Reproduce, exactly, the lines of the material below from the line containing "x=1101, y=138" through the line containing "x=1119, y=747", with both end lines included and nothing else.
= = = = = = =
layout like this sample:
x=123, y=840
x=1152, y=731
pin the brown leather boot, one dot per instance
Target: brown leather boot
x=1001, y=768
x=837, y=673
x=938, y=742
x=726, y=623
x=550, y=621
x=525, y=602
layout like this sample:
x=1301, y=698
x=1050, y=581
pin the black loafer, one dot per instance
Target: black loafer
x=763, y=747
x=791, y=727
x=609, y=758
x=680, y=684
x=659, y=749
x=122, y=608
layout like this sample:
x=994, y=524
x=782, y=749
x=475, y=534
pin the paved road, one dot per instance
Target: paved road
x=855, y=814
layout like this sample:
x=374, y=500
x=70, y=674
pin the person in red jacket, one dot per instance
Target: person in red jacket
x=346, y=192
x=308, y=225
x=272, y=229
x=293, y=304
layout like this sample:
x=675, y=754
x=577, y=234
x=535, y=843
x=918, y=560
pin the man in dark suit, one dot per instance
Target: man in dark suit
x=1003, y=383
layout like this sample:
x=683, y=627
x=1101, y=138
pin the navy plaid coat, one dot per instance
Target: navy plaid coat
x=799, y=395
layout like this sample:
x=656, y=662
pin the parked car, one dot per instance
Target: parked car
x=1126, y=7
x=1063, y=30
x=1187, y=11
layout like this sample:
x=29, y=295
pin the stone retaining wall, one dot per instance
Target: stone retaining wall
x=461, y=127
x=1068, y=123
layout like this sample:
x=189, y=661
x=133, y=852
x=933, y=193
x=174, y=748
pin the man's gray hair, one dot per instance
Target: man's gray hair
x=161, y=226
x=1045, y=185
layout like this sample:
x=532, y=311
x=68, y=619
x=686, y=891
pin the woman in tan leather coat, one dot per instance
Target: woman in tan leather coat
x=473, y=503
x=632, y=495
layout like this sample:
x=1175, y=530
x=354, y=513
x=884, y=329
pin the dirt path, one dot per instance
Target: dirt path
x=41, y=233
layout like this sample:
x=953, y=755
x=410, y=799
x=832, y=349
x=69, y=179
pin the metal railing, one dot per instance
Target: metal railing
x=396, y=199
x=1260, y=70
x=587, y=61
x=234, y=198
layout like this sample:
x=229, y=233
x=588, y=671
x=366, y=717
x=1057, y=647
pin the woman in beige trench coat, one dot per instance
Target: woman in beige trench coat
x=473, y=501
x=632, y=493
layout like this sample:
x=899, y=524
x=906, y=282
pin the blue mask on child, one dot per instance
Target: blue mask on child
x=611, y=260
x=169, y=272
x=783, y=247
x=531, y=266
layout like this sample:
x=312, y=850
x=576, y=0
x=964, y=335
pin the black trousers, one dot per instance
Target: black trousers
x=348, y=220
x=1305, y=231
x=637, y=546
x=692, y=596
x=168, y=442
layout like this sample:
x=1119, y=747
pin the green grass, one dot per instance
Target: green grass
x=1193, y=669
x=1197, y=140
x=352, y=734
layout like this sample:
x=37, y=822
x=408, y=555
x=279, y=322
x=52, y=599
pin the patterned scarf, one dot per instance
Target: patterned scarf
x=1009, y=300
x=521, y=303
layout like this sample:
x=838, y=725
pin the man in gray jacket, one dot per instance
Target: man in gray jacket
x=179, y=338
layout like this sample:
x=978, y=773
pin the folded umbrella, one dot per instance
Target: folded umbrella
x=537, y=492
= = = = = = =
[EXPECTED ANSWER]
x=1101, y=138
pin the navy plaid coat, one dot per instance
Target: navy plaid coat
x=799, y=395
layout like this sample:
x=656, y=662
pin the parked car, one dot per instance
Target: parked car
x=1126, y=7
x=1063, y=30
x=1187, y=11
layout like this sample:
x=29, y=295
pin the stone retaining wall, one dot per instance
Target: stone retaining wall
x=461, y=127
x=1068, y=123
layout like this sample:
x=189, y=661
x=133, y=852
x=933, y=193
x=174, y=748
pin the man's gray hair, one dot per instance
Target: man's gray hair
x=161, y=226
x=1045, y=185
layout like this sample:
x=532, y=311
x=68, y=619
x=686, y=891
pin the woman in tan leather coat, one dot per instance
Target: woman in tan leather coat
x=473, y=503
x=632, y=495
layout like this sample:
x=1175, y=530
x=354, y=513
x=884, y=329
pin the dirt path, one dot per instance
Target: dirt path
x=41, y=233
layout like this sample:
x=953, y=755
x=410, y=799
x=832, y=349
x=69, y=179
pin the metal railing, one dot per instance
Target: metal railing
x=396, y=199
x=1260, y=70
x=587, y=61
x=234, y=198
layout like this sample:
x=229, y=233
x=588, y=671
x=366, y=717
x=1057, y=647
pin the woman in beige trench coat, one dot per instance
Target: woman in beige trench coat
x=473, y=501
x=632, y=493
layout like this sample:
x=899, y=524
x=906, y=282
pin the blue mask on child, one dot per instance
Target: blue mask on child
x=611, y=260
x=169, y=272
x=783, y=247
x=531, y=266
layout like this sample:
x=312, y=850
x=576, y=0
x=964, y=335
pin the black trousers, one dot per instance
Target: black trousers
x=348, y=220
x=1305, y=231
x=637, y=546
x=692, y=596
x=168, y=442
layout like this sample:
x=1119, y=747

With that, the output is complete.